Thus, it was quite advantageous for Alan Greenspan’s legacy as Chair of the Federal Reserve and what might have been an even worse economic slump that the Fed was given carte blanche to funnel hundreds of billions of dollars to Wall Street after 9/11 with the Federal government pumping billions more in fiscal stimulus.

According to a report from the New York Fed, an “unprecedented” amount of liquidity was pumped into the system. The Congressional Research Service quantifies the “unprecedented” amount as “$100 billion per day” over a three-day period beginning on 9/11. But the idea that the bailout lasted only a few days or weeks is misguided. The consolidated annual reports of the Federal Reserve Banks show that the Fed’s balance sheet grew from $609.9 billion at the end of 2000 to $654.9 billion at the end of 2001 to $730.9 billion at the end of 2002 and $771.5 billion as of December 31, 2003.

According to the 2001 Annual Report of the Chicago Fed, one unnamed bank was so grateful for the largess flowing from the Fed that it sent “a thousand packages of LifeSavers candy to each of the 45 Fed offices.”

A report prepared by Stacy Panigay Coleman for the Federal Reserve’s Division of Reserve Bank Operations and Payment Systems indicated that the flood of money took various forms on and after 9/11:

A handful of the largest, again unnamed, Wall Street banks were dramatically overdrafting their accounts at the Fed, resulting in daylight overdrafts peaking at “$150 billion on September 14, their highest level ever and more than 60 percent higher than usual….” According to other annual reports at regional Fed banks, fees were waived by the Fed for these massive overdrafts.

Coleman reports that “discount window loans rose from around $200 million to about $45 billion on September 12.”

Gail Makinen, Coordinator Specialist in the Economic Policy, Government and Finance Division of the Congressional Research Service delivered a 60-page report on other flows of money as a result of 9/11. Makinen found that New York City received the following in Federal aid as of the date of her report in September 2002:

“$11.2 billion appropriated in September 2001 for debris removal and direct aid to affected individuals and businesses [again, the businesses go unnamed]; just over $5 billion in economic development incentives was approved in March 2002; and another $5.5 billion for a variety of infrastructure projects for New York City was approved in August 2002.”

(What the exercise asks): Copy the stretch of the passage on the Fed's post-9/11 money flows from "According to the" through "these massive overdrafts.", swapping "unnamed" for "anonymous".

(Material provided):
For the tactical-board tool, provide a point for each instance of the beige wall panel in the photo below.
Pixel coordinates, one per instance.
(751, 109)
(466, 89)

(Full solution):
According to the 2001 Annual Report of the Chicago Fed, one anonymous bank was so grateful for the largess flowing from the Fed that it sent “a thousand packages of LifeSavers candy to each of the 45 Fed offices.”

A report prepared by Stacy Panigay Coleman for the Federal Reserve’s Division of Reserve Bank Operations and Payment Systems indicated that the flood of money took various forms on and after 9/11:

A handful of the largest, again anonymous, Wall Street banks were dramatically overdrafting their accounts at the Fed, resulting in daylight overdrafts peaking at “$150 billion on September 14, their highest level ever and more than 60 percent higher than usual….” According to other annual reports at regional Fed banks, fees were waived by the Fed for these massive overdrafts.